Render all of the lines below as a numbered list, omitting any blank lines and leaving the pictures out.

## START

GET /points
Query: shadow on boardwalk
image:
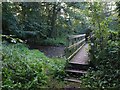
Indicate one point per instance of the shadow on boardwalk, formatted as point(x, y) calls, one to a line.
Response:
point(82, 56)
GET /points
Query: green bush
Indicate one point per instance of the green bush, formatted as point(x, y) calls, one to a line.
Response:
point(25, 69)
point(107, 65)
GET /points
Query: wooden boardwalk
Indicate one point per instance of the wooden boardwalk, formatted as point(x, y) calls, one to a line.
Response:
point(78, 65)
point(82, 56)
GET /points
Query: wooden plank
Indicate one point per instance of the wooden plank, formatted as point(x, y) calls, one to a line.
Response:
point(76, 44)
point(76, 36)
point(72, 80)
point(75, 52)
point(76, 71)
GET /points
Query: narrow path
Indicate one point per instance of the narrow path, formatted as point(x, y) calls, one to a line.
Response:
point(78, 65)
point(82, 56)
point(50, 51)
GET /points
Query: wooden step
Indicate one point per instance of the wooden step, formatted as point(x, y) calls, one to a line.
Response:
point(71, 62)
point(76, 66)
point(76, 71)
point(72, 80)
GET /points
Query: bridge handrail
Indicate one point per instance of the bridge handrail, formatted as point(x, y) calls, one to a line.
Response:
point(75, 36)
point(75, 43)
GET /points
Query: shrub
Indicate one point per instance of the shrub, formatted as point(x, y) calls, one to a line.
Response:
point(25, 69)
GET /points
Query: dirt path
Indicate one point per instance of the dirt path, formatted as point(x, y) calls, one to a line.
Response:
point(51, 51)
point(82, 56)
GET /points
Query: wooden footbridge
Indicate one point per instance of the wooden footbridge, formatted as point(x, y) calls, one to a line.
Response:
point(77, 56)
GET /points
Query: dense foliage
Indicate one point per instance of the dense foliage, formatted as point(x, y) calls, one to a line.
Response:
point(49, 24)
point(28, 69)
point(40, 22)
point(104, 52)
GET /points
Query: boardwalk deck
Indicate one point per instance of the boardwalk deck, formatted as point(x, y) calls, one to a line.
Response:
point(82, 56)
point(78, 65)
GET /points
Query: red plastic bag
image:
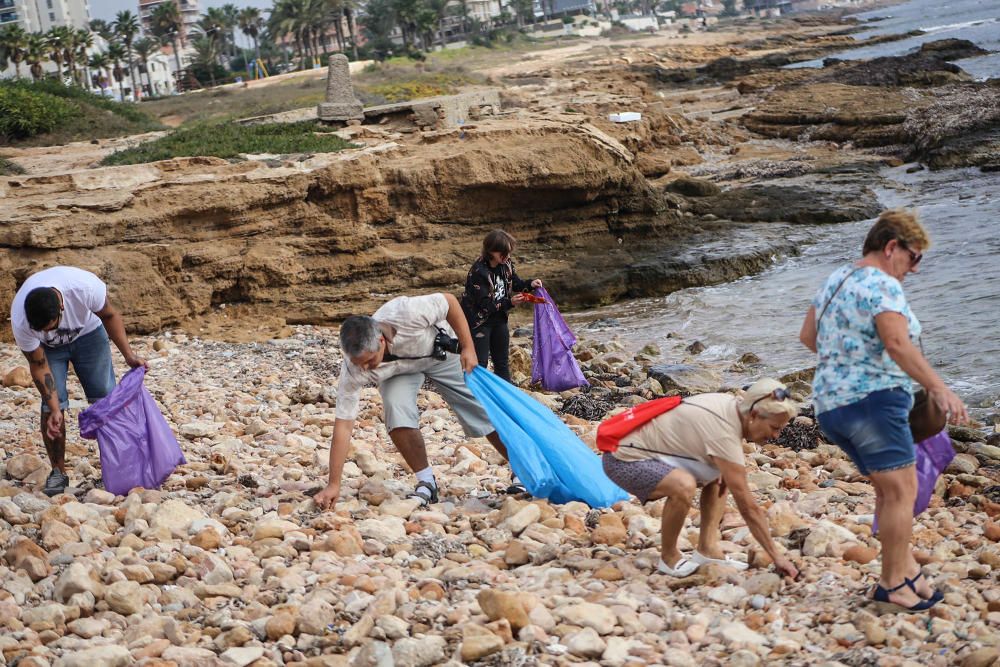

## END

* Result below
1. GET /points
2. Query: shadow on boardwalk
3. image:
4. Indicate one point per instance of the shadow on boardwalk, formatted as point(x, y) calls, one to a line.
5. Response:
6. point(82, 56)
7. GET /points
8. Query: green bush
9. Indicate one point per instance of the green bush, formatted as point(x, y) calls, one to a line.
10. Response:
11. point(25, 69)
12. point(107, 65)
13. GET /points
14. Query: wooden boardwalk
15. Indicate one point per instance of the wooden boardwalk, formatted as point(x, y) calls, one to a line.
16. Response:
17. point(78, 65)
18. point(82, 56)
19. GET /points
20. Query: wooden plank
21. Indicate one point per instance of the wooden plank, formatted as point(x, y) calls, one to a line.
22. Response:
23. point(76, 44)
24. point(76, 36)
25. point(72, 80)
26. point(75, 52)
27. point(76, 71)
28. GET /points
29. Query: narrow path
30. Indicate one point per instance of the narrow path, formatted as point(x, y) calls, one to a line.
31. Response:
32. point(78, 65)
33. point(82, 56)
34. point(50, 51)
35. GET /points
36. Query: wooden step
37. Indicate one point per instance of the wooden step, formatted as point(x, y) calls, one to a line.
38. Response:
39. point(71, 62)
40. point(76, 66)
41. point(76, 71)
42. point(72, 80)
43. GET /points
44. Query: bridge handrail
45. Indicate one point per instance of the bridge handrail, formatted as point(x, y) calls, one to a line.
46. Response:
47. point(75, 36)
48. point(75, 43)
49. GET /points
50. Query: shrub
51. Indicate one point per instance of the shrub, formatted as point(x, y) calls, one to a line.
52. Response:
53. point(25, 69)
54. GET /points
55. Query: dirt path
56. Indicate one point per instance of the dirt path, formatted as point(x, y) calls, one to a line.
57. Response:
58. point(51, 51)
59. point(82, 56)
60. GET /points
61. Query: wooden footbridge
62. Indicate one point per instance of the wooden footbridge, formatted as point(x, y) calls, one to a line.
63. Response:
64. point(77, 56)
65. GET /points
66. Query: dense foliage
67. Indicate one point per instance of the dense foliage, formatted as point(x, y) calls, one to a line.
68. Response:
69. point(49, 24)
70. point(28, 69)
71. point(40, 22)
72. point(104, 52)
73. GET /points
74. Query: boardwalk deck
75. Indicate one point per instance of the boardwalk deck, formatted as point(x, y) calls, one to a line.
76. Response:
77. point(82, 56)
78. point(78, 65)
79. GET /points
80. Query: red plastic bag
81. image:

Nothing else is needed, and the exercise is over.